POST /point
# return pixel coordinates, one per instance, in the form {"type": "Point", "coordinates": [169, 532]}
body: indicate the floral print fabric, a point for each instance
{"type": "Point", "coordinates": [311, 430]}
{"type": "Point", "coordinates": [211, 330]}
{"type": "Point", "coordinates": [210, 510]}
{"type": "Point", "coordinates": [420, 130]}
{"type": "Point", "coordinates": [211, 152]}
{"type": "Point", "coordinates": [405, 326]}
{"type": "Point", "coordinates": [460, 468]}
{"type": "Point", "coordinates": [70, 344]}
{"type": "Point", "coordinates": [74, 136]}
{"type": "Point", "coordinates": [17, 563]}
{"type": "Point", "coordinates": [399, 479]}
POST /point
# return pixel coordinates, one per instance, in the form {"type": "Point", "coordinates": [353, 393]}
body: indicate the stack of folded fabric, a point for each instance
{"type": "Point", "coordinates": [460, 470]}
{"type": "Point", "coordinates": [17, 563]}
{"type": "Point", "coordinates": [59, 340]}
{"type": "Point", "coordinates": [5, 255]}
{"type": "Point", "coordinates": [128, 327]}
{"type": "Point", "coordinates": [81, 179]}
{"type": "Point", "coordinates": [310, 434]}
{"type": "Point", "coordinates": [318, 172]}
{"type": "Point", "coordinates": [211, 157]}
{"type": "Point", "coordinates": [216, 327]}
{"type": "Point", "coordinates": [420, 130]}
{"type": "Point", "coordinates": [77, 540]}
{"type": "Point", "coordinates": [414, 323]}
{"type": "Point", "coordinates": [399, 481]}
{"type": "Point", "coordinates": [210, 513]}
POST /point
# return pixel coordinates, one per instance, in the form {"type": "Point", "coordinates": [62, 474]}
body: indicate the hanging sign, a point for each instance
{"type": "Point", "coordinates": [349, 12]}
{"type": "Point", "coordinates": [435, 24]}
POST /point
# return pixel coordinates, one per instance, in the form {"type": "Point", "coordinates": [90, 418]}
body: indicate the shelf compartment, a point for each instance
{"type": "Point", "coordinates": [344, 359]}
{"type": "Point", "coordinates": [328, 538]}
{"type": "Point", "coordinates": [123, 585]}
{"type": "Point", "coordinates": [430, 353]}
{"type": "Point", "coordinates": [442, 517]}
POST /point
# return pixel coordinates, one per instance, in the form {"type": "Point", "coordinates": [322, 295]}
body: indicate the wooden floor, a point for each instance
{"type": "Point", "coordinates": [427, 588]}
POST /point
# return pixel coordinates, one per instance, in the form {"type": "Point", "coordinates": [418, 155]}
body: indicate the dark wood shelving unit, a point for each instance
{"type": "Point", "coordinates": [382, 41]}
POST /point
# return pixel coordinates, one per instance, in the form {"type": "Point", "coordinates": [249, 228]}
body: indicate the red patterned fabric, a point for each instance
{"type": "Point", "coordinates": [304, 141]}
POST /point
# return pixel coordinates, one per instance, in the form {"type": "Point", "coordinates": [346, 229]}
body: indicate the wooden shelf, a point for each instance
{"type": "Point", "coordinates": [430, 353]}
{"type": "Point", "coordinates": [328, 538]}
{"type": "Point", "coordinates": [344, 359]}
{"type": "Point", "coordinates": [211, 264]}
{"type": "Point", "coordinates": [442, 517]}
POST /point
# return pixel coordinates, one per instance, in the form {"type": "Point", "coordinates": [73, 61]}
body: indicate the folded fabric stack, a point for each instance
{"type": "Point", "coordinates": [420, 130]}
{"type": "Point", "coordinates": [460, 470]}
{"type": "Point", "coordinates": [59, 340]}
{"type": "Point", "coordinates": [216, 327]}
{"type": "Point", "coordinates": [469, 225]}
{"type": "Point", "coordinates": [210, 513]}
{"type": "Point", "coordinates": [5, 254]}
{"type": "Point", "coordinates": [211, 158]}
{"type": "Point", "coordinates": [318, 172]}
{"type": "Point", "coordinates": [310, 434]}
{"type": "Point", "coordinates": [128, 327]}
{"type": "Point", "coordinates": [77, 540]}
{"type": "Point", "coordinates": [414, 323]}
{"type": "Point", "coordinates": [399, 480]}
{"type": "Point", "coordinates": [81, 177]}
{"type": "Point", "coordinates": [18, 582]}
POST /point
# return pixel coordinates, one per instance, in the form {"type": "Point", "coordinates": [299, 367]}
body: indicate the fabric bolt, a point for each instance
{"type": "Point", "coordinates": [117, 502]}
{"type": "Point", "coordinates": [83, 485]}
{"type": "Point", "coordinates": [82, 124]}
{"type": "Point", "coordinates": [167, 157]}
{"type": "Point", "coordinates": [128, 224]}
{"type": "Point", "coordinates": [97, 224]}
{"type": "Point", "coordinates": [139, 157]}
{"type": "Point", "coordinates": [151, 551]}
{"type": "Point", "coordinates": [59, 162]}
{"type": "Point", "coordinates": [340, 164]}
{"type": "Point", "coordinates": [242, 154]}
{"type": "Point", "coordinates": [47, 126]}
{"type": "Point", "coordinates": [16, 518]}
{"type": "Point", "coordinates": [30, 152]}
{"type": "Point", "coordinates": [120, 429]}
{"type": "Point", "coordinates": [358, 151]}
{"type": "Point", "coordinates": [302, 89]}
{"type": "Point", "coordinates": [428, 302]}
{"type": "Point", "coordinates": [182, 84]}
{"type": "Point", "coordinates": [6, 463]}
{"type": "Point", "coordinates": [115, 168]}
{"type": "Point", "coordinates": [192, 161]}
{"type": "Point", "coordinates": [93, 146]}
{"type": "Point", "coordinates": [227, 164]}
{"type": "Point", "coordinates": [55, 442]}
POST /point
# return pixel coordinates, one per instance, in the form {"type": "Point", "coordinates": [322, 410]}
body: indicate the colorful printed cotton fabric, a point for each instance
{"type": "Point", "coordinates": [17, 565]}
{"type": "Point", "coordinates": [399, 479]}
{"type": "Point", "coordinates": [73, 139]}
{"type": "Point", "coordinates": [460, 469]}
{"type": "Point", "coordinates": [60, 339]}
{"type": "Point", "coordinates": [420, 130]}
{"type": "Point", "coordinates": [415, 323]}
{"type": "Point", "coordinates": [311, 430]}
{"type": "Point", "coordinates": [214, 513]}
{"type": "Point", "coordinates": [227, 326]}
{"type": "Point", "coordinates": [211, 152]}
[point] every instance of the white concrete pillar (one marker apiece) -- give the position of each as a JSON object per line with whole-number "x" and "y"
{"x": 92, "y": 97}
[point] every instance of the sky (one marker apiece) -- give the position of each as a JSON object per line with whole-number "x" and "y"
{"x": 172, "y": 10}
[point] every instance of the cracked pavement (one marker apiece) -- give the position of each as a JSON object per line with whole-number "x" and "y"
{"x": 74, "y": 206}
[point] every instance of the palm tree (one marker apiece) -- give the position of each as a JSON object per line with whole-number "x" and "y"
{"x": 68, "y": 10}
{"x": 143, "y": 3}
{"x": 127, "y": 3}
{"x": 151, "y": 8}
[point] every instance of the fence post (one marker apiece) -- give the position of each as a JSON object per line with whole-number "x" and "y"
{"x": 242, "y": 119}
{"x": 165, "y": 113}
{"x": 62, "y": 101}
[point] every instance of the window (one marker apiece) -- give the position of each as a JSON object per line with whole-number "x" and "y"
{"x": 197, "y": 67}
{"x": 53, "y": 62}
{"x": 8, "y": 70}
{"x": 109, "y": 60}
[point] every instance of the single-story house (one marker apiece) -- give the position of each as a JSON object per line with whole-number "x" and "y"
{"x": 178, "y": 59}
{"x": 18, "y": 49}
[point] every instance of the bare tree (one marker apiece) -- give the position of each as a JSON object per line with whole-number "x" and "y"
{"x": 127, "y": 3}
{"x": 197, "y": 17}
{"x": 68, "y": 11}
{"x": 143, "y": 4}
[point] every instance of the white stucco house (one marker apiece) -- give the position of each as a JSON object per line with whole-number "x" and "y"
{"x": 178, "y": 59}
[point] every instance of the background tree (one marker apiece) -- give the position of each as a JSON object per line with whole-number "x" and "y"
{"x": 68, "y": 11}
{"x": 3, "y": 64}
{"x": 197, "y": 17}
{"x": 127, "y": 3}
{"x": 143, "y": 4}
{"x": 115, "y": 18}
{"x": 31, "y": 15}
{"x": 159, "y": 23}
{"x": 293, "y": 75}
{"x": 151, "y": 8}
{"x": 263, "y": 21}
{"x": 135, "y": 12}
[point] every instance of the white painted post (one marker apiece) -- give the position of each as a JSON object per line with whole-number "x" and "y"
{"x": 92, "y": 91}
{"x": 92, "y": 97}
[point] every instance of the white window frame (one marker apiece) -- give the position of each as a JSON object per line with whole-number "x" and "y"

■ What this task involves: Give the number of lines in the records where the word "pixel" occurs, and add nothing.

■ Answer to this problem: 11